What is being asked: Rewrite part of the book description with "LGBT cinema" swapped for "queer cinema": begin at the words "This book examines" and stop after "around the world.".

Page extract:
The film Law of Desire is a grand tale of love, lust, and amnesia featuring three main characters: a gay film director (played by Eusebio Poncela); his sister, an actress who was once his brother (Carmen Maura); and a repressed,obsessive stalker (a young Antonio Banderas). In the thirty-plus years since its first release, Law of Desire has been acknowledged as redefining the way in which cinema can portray the difficult affective relationships between homosexuality, gender, and sex. Taking his cue from the golden age of Latin American, American,and European melodrama, Almodovar created a sentimental yet hard-edged film that believes in the utopian possibilities for new relationships that redeem people from their despair. Since its release, Almodovar has become an Oscar-winning filmmaker who regularly delves into issues of sexuality, gender, and identity.
This book examines the political and social context in which Almodovar created Law of Desire, as well as its impact on LGBT cinema both in Europe and around the world.
About the authors
Jose Quiroga (1959-2024) was a Professor of Spanish and Comparative Literature at Emory University in Atlanta. He wrote extensively on Latin American and Latino popular culture, media, literature, and queer studies. He was also a visiting professor at Columbia, Berkeley, Johns Hopkins, and the University of Maryland.

Material:
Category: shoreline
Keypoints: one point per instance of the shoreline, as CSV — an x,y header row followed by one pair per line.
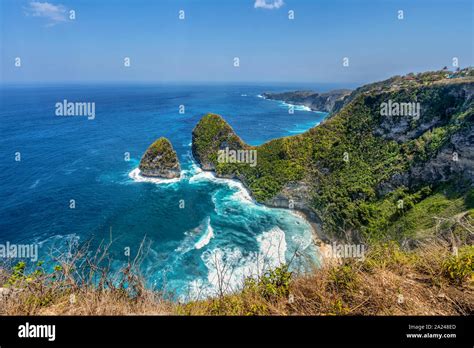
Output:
x,y
315,235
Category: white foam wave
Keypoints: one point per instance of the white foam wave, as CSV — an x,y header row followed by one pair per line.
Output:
x,y
242,194
137,177
296,107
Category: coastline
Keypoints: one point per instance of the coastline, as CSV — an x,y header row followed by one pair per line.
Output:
x,y
315,235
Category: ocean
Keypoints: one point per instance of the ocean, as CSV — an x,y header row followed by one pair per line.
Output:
x,y
66,180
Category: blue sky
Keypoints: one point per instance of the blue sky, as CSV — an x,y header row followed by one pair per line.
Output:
x,y
202,47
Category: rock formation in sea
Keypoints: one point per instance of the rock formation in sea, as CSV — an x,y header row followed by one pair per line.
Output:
x,y
160,160
362,170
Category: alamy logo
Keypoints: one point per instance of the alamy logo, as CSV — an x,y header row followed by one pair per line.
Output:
x,y
392,108
37,331
20,251
66,108
237,156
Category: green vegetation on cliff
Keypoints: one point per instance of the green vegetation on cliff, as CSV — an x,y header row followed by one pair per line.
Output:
x,y
160,160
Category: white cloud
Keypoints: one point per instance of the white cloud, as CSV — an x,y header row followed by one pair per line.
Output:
x,y
268,4
53,13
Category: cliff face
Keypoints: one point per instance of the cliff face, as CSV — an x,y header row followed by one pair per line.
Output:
x,y
326,102
351,172
160,160
209,136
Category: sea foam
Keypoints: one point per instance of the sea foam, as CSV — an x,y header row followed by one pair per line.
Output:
x,y
136,176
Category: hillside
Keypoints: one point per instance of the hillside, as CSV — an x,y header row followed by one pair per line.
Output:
x,y
326,102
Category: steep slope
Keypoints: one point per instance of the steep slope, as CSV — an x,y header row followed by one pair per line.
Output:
x,y
160,160
362,169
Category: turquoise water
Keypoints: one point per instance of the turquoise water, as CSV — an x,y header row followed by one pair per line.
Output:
x,y
195,226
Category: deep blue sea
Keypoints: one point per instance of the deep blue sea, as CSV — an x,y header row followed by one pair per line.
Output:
x,y
73,158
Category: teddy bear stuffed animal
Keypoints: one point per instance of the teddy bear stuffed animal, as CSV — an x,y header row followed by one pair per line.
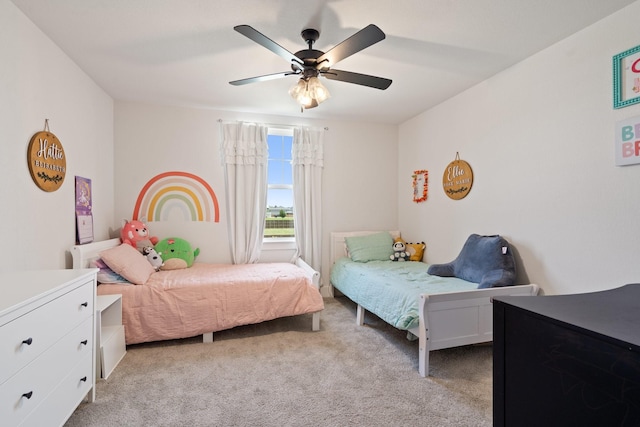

Response to this task:
This book examines the political and social context in which Almodovar created Law of Desire, as well as its impact on queer cinema both in Europe and around the world.